# Food plots, persimmons, pecans, multiflora roses, old honeysuckle vine



## DonnaBelle (Dec 16, 2012)

As my subject line hints, this is a post about other things my goats eat besides their small amount of grain and hay.

Oops, hit the wrong button, got to edit this, LOL

Anyway, my goats had a great fall eating deadfall from a huge pear tree accross the road from our ranch.  The neighbor kindly allow me to pick up dead fall pears and feed them to my goats.   As you can imagine, they loved them.  That was October.

 In September DH also planted about 4 acres in austrian winter peas and tall rye grass for them to have great winter pasture but alas, only about l/2 an inch of rain since then, so it's all sprouted but not grown much.  So, unless we get some rain soon, no winter pasture for my goats.

BUT, a huge crop of persimmons from two large persimmons in the goat pasture, we knock them down with a fishing pole every day for about a month, and the goats are now persimmon tree trained.

There are two large pecan trees in the boy's pasture and they have been eating pecans for the past 3 weeks..

> _RECORDED INFORMATION_
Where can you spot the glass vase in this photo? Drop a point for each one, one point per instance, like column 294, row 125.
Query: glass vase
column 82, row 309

> _WRITTEN PROBLEM_
Write out the entire forum post about what the goats eat besides grain and hay, word for word.

> _TASK RESULT_
# Food plots, persimmons, pecans, multiflora roses, old honeysuckle vine



## DonnaBelle (Dec 16, 2012)

As my subject line hints, this is a post about other things my goats eat besides their small amount of grain and hay.

Oops, hit the wrong button, got to edit this, LOL

Anyway, my goats had a great fall eating deadfall from a huge pear tree accross the road from our ranch.  The neighbor kindly allow me to pick up dead fall pears and feed them to my goats.   As you can imagine, they loved them.  That was October.

 In September DH also planted about 4 acres in austrian winter peas and tall rye grass for them to have great winter pasture but alas, only about l/2 an inch of rain since then, so it's all sprouted but not grown much.  So, unless we get some rain soon, no winter pasture for my goats.

BUT, a huge crop of persimmons from two large persimmons in the goat pasture, we knock them down with a fishing pole every day for about a month, and the goats are now persimmon tree trained.

There are two large pecan trees in the boy's pasture and they have been eating pecans for the past 3 weeks..